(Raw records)
— start —

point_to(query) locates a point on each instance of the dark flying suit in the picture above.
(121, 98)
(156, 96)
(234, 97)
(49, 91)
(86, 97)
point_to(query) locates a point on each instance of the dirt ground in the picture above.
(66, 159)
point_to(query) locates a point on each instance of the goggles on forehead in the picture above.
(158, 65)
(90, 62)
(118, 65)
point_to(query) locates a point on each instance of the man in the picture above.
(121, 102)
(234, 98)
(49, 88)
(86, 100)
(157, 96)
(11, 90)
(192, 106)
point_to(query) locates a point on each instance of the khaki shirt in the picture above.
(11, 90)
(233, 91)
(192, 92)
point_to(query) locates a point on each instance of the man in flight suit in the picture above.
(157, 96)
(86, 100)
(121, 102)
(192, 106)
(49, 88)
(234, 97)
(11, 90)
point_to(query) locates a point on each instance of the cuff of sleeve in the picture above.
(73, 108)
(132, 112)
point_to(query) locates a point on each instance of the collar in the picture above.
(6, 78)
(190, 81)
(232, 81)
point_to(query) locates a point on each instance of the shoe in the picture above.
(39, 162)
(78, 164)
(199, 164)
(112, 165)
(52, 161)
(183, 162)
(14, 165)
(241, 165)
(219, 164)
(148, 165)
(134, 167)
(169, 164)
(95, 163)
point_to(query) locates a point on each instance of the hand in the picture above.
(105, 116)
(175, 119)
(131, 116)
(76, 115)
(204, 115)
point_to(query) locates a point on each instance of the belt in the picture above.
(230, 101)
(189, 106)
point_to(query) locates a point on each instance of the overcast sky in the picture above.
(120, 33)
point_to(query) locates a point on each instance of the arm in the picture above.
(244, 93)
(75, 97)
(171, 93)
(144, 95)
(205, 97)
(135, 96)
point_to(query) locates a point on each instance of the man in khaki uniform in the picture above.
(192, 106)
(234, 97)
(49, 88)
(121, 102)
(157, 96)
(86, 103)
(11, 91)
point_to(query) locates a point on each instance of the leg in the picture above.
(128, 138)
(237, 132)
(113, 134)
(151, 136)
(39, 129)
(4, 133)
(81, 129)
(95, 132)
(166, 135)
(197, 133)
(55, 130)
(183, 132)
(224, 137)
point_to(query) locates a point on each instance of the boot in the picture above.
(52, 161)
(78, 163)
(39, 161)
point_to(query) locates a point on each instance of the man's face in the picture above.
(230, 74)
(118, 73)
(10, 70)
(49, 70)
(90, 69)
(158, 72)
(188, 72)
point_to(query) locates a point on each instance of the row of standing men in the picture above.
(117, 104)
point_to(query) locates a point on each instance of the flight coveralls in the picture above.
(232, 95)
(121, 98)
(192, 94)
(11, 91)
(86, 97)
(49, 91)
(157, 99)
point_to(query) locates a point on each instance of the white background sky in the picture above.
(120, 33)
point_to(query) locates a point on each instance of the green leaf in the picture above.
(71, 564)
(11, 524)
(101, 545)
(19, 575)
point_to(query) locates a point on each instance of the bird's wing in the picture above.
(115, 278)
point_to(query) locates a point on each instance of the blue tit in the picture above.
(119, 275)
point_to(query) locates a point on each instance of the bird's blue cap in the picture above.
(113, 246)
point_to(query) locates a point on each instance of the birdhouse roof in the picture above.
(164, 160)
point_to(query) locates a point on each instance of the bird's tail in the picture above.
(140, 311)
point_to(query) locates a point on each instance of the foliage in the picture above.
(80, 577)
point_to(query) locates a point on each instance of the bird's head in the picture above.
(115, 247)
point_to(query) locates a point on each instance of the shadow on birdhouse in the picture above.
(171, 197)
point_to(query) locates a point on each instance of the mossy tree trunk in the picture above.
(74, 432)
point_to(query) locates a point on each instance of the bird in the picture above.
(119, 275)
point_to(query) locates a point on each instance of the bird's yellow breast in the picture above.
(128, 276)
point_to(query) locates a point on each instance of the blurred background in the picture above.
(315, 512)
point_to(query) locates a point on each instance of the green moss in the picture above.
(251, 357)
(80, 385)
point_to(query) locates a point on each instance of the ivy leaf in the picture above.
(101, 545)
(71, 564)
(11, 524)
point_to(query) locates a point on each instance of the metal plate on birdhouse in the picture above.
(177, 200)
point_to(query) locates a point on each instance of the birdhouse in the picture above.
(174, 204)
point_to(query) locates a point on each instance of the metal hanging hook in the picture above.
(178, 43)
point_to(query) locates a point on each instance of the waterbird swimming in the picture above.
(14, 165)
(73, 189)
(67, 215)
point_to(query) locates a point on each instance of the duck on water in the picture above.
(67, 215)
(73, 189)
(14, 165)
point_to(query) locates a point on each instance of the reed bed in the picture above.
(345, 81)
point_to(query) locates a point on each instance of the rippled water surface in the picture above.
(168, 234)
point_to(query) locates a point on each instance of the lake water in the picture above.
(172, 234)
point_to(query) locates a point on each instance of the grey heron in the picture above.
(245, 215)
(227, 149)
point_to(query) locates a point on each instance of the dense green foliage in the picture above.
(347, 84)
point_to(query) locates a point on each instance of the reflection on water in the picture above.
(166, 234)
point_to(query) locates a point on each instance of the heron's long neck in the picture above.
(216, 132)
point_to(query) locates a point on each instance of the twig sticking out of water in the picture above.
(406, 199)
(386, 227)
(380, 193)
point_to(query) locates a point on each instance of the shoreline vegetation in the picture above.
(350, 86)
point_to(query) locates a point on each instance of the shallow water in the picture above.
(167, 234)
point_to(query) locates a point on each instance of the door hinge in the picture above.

— end —

▸ **What is required**: Put the lines of the data into a numbered list, starting with the line that contains "point_to(query) locates a point on each instance of the grey" and continuing through the last line of the data. Leave out any blank lines.

▸ **Written solution**:
1. point_to(query) locates a point on each instance of the grey heron in the picture above.
2. (245, 215)
3. (227, 149)
4. point_to(query) locates a point on each instance of the dense green foliage in the picture above.
5. (347, 84)
6. point_to(query) locates a point on each instance of the reflection on water in the picture above.
7. (166, 234)
8. point_to(query) locates a point on each instance of the heron's long neck in the picture above.
9. (216, 132)
10. point_to(query) locates a point on each instance of the twig sticking out of water in the picture above.
11. (406, 199)
12. (386, 227)
13. (380, 193)
14. point_to(query) locates a point on each instance of the shoreline vegetation in the picture above.
15. (350, 86)
16. point_to(query) locates a point on each instance of the shallow water in the picture above.
17. (167, 234)
18. point_to(query) locates a point on each instance of the door hinge in the picture above.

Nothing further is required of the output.